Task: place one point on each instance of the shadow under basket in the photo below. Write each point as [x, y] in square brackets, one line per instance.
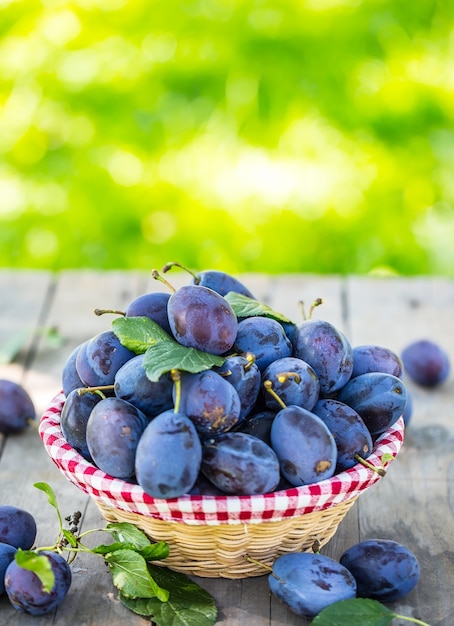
[212, 536]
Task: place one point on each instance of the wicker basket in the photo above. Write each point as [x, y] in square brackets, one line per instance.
[210, 536]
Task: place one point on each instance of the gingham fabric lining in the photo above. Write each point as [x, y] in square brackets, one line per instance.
[212, 510]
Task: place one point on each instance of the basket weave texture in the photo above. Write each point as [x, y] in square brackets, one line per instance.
[211, 535]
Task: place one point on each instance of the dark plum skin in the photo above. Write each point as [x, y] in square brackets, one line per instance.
[294, 381]
[114, 429]
[350, 433]
[16, 407]
[168, 456]
[259, 425]
[133, 385]
[264, 338]
[17, 527]
[384, 570]
[245, 376]
[328, 352]
[99, 359]
[70, 378]
[240, 464]
[201, 318]
[209, 401]
[7, 554]
[25, 590]
[308, 582]
[426, 363]
[372, 358]
[221, 282]
[152, 305]
[74, 417]
[379, 398]
[305, 447]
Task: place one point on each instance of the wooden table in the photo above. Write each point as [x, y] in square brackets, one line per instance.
[414, 504]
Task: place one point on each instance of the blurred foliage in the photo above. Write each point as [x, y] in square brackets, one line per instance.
[248, 135]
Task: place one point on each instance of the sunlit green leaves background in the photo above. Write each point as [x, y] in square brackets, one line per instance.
[299, 135]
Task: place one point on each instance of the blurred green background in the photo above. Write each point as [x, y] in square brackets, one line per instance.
[299, 135]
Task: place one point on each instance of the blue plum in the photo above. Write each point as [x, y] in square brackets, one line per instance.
[7, 554]
[294, 381]
[201, 318]
[378, 397]
[114, 429]
[168, 456]
[372, 358]
[384, 569]
[209, 401]
[308, 582]
[240, 464]
[99, 359]
[243, 373]
[304, 445]
[426, 363]
[264, 338]
[74, 417]
[17, 527]
[70, 378]
[25, 590]
[328, 352]
[133, 385]
[350, 433]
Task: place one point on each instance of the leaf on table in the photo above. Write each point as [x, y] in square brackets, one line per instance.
[355, 612]
[188, 603]
[132, 577]
[243, 306]
[128, 533]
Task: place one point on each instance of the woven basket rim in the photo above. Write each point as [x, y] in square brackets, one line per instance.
[204, 509]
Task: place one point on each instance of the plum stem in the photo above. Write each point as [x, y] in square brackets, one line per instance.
[269, 387]
[157, 276]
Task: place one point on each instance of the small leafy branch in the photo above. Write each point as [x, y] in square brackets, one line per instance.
[152, 591]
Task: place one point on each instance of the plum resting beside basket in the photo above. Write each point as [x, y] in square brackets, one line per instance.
[210, 536]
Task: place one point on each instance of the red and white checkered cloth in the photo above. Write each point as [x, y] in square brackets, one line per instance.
[212, 510]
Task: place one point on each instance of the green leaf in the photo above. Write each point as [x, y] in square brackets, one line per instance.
[243, 306]
[152, 552]
[355, 612]
[139, 333]
[131, 576]
[167, 356]
[128, 533]
[162, 353]
[51, 498]
[70, 537]
[188, 603]
[39, 564]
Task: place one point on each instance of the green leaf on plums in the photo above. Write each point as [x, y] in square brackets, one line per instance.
[162, 352]
[243, 306]
[39, 565]
[131, 576]
[139, 333]
[359, 612]
[167, 356]
[52, 499]
[188, 603]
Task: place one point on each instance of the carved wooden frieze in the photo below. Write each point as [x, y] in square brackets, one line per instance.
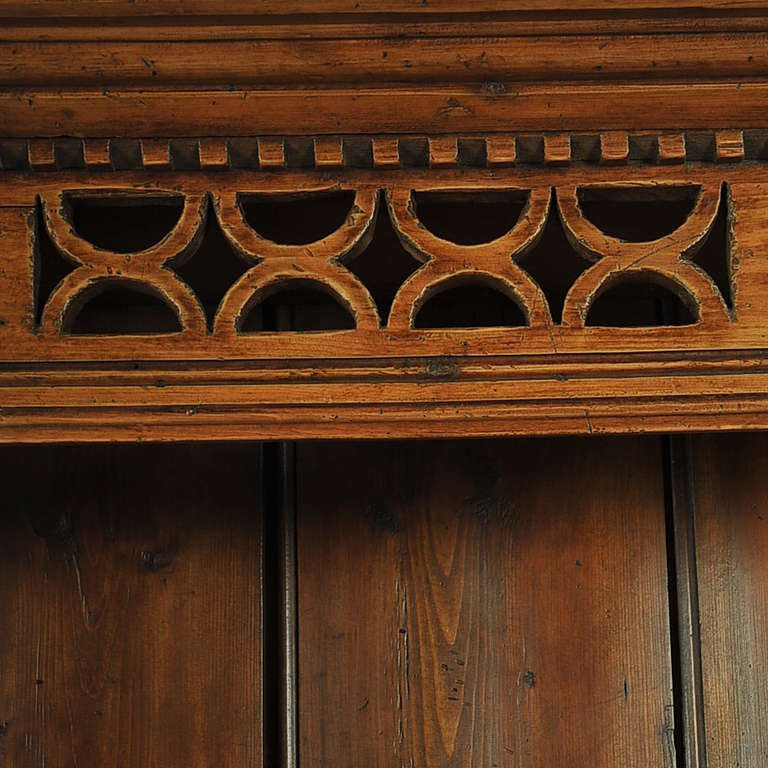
[511, 298]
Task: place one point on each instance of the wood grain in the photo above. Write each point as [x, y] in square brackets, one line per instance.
[241, 111]
[107, 8]
[131, 626]
[459, 608]
[731, 525]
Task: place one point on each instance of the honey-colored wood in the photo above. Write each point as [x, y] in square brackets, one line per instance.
[132, 607]
[541, 376]
[459, 608]
[731, 519]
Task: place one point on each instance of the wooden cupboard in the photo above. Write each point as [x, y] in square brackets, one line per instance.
[382, 384]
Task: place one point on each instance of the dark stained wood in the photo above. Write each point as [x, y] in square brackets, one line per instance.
[131, 620]
[731, 519]
[483, 604]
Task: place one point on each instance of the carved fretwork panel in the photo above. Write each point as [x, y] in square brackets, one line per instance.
[162, 304]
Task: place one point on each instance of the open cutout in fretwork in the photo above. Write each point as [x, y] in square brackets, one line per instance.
[296, 219]
[50, 266]
[470, 303]
[638, 213]
[118, 308]
[212, 268]
[469, 217]
[297, 305]
[553, 263]
[642, 300]
[122, 223]
[714, 255]
[384, 265]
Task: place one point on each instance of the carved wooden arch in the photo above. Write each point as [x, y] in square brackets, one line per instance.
[323, 108]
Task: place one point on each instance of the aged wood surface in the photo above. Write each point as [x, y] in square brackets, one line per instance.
[131, 621]
[379, 66]
[731, 519]
[364, 108]
[551, 370]
[459, 608]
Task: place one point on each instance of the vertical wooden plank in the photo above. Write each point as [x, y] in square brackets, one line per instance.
[731, 521]
[483, 604]
[131, 626]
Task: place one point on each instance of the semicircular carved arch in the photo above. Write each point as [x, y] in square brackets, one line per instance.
[98, 266]
[445, 260]
[615, 258]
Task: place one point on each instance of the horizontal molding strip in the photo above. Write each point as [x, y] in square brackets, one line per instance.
[427, 109]
[128, 8]
[335, 152]
[605, 57]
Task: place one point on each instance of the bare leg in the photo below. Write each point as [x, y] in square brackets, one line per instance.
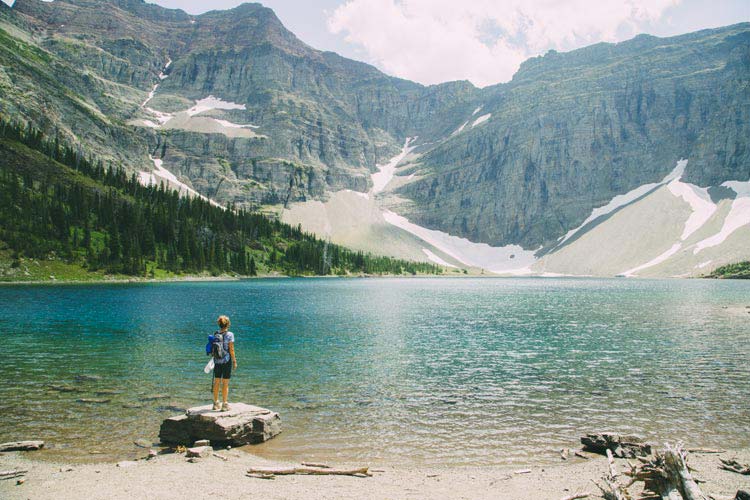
[217, 382]
[225, 389]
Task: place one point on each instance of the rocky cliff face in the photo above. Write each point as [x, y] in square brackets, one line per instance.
[241, 110]
[571, 131]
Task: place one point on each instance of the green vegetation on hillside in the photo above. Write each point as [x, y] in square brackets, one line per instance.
[740, 270]
[57, 205]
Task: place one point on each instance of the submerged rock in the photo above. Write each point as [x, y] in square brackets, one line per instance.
[142, 443]
[93, 400]
[22, 446]
[63, 388]
[200, 451]
[242, 424]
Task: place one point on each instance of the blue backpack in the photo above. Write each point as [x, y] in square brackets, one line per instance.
[215, 346]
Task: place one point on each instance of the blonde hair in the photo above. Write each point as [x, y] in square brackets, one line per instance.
[223, 322]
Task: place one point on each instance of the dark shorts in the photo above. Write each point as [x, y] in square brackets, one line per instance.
[223, 370]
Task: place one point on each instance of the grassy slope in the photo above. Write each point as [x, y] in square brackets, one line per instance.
[740, 270]
[14, 267]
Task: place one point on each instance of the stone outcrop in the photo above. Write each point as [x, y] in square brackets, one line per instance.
[242, 424]
[22, 446]
[567, 134]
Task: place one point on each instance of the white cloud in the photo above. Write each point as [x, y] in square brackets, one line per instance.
[433, 41]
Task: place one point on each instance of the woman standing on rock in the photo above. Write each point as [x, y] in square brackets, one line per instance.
[222, 349]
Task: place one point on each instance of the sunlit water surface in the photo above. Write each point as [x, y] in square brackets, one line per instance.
[407, 371]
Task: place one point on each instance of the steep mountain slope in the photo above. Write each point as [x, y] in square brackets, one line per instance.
[292, 123]
[231, 105]
[570, 131]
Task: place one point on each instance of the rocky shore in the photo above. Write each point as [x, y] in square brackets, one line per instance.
[223, 474]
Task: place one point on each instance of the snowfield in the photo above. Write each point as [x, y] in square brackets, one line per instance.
[383, 176]
[481, 120]
[622, 200]
[506, 260]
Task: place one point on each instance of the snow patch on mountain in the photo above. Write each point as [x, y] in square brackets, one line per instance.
[699, 201]
[460, 129]
[656, 260]
[738, 216]
[161, 174]
[385, 173]
[510, 259]
[211, 102]
[434, 258]
[228, 124]
[625, 199]
[150, 95]
[481, 119]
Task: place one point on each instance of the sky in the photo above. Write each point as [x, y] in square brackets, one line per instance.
[483, 41]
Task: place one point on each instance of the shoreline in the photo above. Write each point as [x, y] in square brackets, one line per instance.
[172, 476]
[208, 279]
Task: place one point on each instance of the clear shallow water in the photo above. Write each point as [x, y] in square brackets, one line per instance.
[420, 371]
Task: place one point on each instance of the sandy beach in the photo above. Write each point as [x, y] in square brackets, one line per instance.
[171, 476]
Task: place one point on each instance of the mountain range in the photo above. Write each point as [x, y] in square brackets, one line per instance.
[615, 159]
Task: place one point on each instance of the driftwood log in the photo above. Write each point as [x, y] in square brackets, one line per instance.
[735, 466]
[667, 477]
[284, 471]
[11, 474]
[22, 446]
[612, 489]
[620, 445]
[577, 496]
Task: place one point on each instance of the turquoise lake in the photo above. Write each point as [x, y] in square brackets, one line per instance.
[423, 371]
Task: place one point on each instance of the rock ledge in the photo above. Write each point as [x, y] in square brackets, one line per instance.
[242, 424]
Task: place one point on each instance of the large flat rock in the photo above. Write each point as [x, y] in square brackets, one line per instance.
[242, 424]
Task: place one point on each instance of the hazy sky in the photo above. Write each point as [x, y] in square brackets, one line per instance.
[484, 41]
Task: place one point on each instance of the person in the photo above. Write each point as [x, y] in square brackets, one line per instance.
[223, 367]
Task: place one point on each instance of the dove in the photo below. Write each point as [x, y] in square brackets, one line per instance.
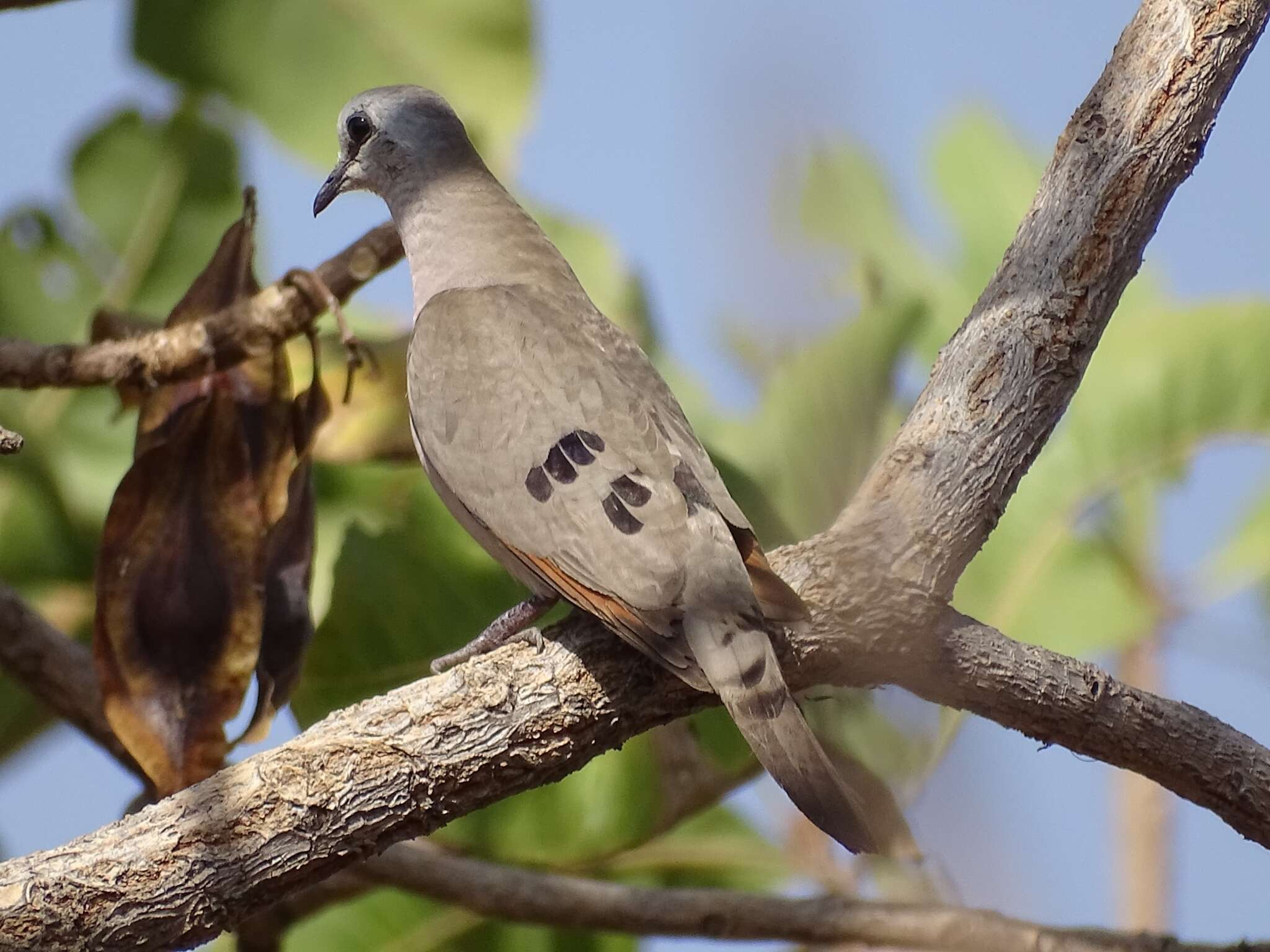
[553, 439]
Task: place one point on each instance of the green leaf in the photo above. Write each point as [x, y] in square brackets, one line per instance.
[986, 180]
[606, 806]
[408, 587]
[1242, 559]
[714, 848]
[819, 421]
[296, 63]
[159, 195]
[414, 587]
[600, 267]
[1161, 385]
[380, 919]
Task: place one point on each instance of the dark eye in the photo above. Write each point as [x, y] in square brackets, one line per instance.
[358, 127]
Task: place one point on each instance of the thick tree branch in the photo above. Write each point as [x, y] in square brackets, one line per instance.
[417, 758]
[11, 442]
[574, 903]
[878, 583]
[277, 312]
[1006, 377]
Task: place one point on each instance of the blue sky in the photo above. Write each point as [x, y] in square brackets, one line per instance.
[667, 127]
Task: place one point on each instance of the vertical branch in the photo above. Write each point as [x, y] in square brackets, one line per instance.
[1143, 816]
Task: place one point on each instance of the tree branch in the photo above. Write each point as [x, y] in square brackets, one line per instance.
[25, 4]
[575, 903]
[58, 671]
[427, 753]
[11, 442]
[878, 583]
[277, 312]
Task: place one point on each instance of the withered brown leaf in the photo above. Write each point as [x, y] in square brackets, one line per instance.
[203, 571]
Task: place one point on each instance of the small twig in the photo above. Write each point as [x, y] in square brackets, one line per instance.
[321, 298]
[574, 903]
[58, 671]
[254, 327]
[11, 442]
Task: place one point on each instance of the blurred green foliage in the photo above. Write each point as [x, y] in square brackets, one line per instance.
[398, 582]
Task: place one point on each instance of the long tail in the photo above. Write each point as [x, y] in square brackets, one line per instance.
[741, 666]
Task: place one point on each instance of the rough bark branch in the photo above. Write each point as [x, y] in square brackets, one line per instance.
[575, 903]
[277, 312]
[878, 583]
[417, 758]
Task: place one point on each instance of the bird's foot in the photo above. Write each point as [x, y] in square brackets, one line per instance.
[508, 626]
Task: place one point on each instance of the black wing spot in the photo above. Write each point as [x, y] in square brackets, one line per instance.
[694, 493]
[561, 469]
[539, 485]
[620, 516]
[753, 673]
[573, 447]
[630, 491]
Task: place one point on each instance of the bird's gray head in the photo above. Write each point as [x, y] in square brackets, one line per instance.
[390, 131]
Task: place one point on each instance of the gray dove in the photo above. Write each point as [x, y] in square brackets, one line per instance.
[551, 438]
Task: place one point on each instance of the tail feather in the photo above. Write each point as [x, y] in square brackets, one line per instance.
[737, 658]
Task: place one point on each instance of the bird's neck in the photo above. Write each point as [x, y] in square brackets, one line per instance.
[464, 230]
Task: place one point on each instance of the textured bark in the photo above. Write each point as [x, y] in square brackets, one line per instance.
[1143, 816]
[574, 903]
[878, 583]
[224, 339]
[425, 754]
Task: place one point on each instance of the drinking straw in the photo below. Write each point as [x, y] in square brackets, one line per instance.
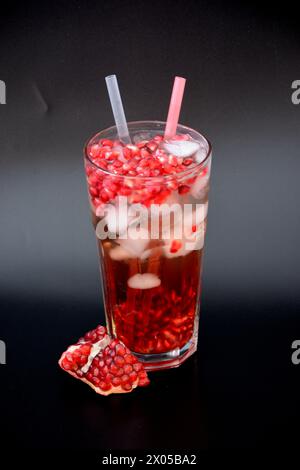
[117, 108]
[175, 106]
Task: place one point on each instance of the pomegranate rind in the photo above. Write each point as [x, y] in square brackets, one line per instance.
[98, 358]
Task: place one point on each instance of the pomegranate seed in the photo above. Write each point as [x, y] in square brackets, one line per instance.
[107, 142]
[183, 189]
[127, 368]
[175, 246]
[127, 386]
[119, 361]
[133, 376]
[104, 385]
[116, 381]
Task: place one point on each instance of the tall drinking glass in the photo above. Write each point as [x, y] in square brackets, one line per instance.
[150, 233]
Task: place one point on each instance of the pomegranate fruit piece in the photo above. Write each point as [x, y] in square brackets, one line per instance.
[104, 364]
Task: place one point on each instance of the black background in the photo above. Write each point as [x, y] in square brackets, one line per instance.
[241, 389]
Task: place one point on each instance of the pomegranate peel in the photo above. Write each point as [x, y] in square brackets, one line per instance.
[104, 364]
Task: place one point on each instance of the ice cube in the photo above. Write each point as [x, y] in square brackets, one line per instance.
[118, 219]
[144, 281]
[136, 242]
[181, 148]
[119, 253]
[201, 154]
[200, 187]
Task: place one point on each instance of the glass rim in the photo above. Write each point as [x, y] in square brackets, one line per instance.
[149, 178]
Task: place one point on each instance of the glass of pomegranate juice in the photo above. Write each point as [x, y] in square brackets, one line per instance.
[149, 203]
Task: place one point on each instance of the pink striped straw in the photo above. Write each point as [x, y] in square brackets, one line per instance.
[175, 106]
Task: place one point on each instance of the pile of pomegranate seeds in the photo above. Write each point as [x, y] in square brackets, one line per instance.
[104, 364]
[147, 158]
[166, 325]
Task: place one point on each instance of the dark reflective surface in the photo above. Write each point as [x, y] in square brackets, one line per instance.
[241, 390]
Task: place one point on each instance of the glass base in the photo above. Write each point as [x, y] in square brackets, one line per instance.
[168, 359]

---+---

[Task to carry out] Once the line containing "Task: place one point on each instance of the pomegranate seed" is found, print it and every line after it through the end of the listing, exactly and alone.

[Completed task]
Task: place one point on each instance of the pomegranate seed in the photo above. Write each point as [x, y] in square brackets, one line per instance.
[107, 142]
[183, 189]
[127, 368]
[175, 246]
[127, 386]
[119, 361]
[133, 376]
[104, 385]
[116, 381]
Task: place one point on each instance of the tall drinking glass in the photo above. Write each point as [x, y] in square brackets, one line per instance.
[150, 233]
Task: place one point on each instance of the pomegranate fruit piece in the photo above. Write each point as [x, y] in square brackets, one line per instance.
[104, 364]
Task: place one point on each instance of the black background in the photo above. Write each point as [x, y] in square brackets, one line per instance.
[241, 389]
Task: place one point on each instance of the pomegranate peel in the photo above. Write each point as [x, y] in square brackets, one line per instance.
[104, 364]
Task: place one point on each instance of the ice cube in the photo above. Write each point as [x, y] in square brackets, one line per instance.
[118, 219]
[144, 281]
[136, 242]
[181, 148]
[119, 253]
[201, 154]
[200, 187]
Task: place one point on each instance of the glass rim in the photo above. Write each point as [x, y] in square brackets, one line per instance.
[149, 178]
Task: place one point on each instance of the glass of pomegranate juice in the photo above. Write each point as [x, y] in square brackets, one line per instance.
[149, 203]
Task: place one point on each instance of the pink striped straw in the photo above. Write each point as [x, y] in square brackets, one line per instance.
[175, 106]
Task: place one point on each instance of the pile of pomegranate seeds in the photo above. Write each point as [x, y] in square brackets, one line per instance.
[104, 364]
[147, 158]
[166, 325]
Task: place one point on each instance of the dark reflective surface in the photo above. Write each point as [x, y] in square brackets, one line per instance.
[241, 390]
Task: place one point on each instance of the glass base in the photo above. Write each point as [x, y] in square brackets, one line per instance.
[168, 359]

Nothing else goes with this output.